(Recorded data)
# # #

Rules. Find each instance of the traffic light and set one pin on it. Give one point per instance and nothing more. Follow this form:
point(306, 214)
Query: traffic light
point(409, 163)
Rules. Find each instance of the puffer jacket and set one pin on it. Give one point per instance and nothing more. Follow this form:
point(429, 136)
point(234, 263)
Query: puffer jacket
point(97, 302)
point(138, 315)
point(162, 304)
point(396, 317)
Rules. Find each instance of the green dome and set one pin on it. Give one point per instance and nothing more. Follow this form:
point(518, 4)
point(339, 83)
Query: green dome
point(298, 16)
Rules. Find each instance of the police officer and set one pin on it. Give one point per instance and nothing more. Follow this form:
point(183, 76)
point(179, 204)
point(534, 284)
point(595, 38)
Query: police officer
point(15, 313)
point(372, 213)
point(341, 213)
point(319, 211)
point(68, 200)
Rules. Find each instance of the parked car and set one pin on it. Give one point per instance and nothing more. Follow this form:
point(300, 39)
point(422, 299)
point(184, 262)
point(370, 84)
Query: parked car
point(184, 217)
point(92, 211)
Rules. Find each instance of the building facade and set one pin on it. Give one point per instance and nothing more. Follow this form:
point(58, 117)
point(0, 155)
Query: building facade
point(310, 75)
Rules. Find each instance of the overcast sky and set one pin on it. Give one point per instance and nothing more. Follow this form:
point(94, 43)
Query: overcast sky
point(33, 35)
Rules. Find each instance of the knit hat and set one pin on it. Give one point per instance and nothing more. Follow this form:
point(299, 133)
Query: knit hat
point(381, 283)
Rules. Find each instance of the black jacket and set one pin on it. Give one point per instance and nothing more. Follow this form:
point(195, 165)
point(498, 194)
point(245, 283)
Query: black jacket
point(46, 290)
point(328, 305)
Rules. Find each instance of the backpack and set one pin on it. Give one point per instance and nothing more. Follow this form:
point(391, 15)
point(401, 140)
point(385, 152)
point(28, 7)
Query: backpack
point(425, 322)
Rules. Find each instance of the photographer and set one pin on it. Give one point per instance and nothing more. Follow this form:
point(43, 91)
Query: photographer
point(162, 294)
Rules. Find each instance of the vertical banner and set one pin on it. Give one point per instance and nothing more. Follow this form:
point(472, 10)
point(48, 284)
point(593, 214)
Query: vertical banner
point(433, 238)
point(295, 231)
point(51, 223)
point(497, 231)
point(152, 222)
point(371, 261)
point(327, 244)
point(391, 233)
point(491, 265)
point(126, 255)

# # #

PROBLEM: Give an exact repetition of all the material.

SOLUTION FOR THIS TASK:
Rules. Find each instance of the traffic light and set one pin on it. Give one point per instance and nothing more. Follow this form:
point(306, 214)
Query: traffic light
point(409, 163)
Rules. Find each instance of the puffer jacket and set one pin on it. Give one point per instance and nothing more. Follow this form:
point(429, 136)
point(234, 263)
Query: puffer jacket
point(97, 302)
point(138, 315)
point(162, 304)
point(396, 317)
Rules. Find each instance of the green dome and set one pin on it. Give one point per instance and nothing more. Follow this form:
point(518, 4)
point(339, 83)
Query: green dome
point(298, 16)
Rules. Find each instance of the police officer and set one pin on it. Give one point per instance and nothing more. Follow this form:
point(183, 76)
point(179, 204)
point(534, 284)
point(595, 38)
Query: police officer
point(15, 313)
point(372, 213)
point(341, 213)
point(319, 211)
point(68, 200)
Rules. Find each instance of the parked car and set one pin on it. Give one point per instance and nothing more. Follow this form:
point(300, 39)
point(422, 299)
point(184, 262)
point(370, 84)
Query: parked car
point(184, 217)
point(92, 211)
Rules. Find each instance of the building facade and set one pin on it. Give one point per instance and nothing more. Follow this form:
point(58, 117)
point(0, 155)
Query: building facade
point(310, 75)
Rules. Find each instance of the overcast sky and set one pin on it. Give one point per instance and nothing more. Follow this form:
point(94, 43)
Query: overcast sky
point(33, 35)
Rules. Find each instance of the knit hat and set one pin on it. Give one point per instance and nothing more. Follow this form:
point(299, 133)
Query: knit hat
point(381, 283)
Rules. Find each instance of the black jacket and set one pin on it. Give one point per instance and nothing more. Follow this form:
point(195, 165)
point(498, 194)
point(245, 283)
Query: black jacket
point(46, 290)
point(328, 305)
Rules. Find each instance of the backpack and set one pin on it. Give one point per instance and nothing more. Follow this form:
point(391, 15)
point(401, 140)
point(385, 152)
point(28, 7)
Query: backpack
point(425, 322)
Rules. Find each instance of the photographer and set one pin on it. Give one point per instance and nothing more. Follow this form:
point(43, 91)
Query: photographer
point(162, 294)
Rules. Find each instance of the vertical banner and set one pin on it. Give one point per instance and nothing more. Follow this form:
point(472, 10)
point(48, 284)
point(593, 214)
Query: vertical banner
point(433, 238)
point(295, 231)
point(51, 223)
point(497, 231)
point(152, 222)
point(371, 261)
point(327, 244)
point(391, 233)
point(491, 265)
point(126, 255)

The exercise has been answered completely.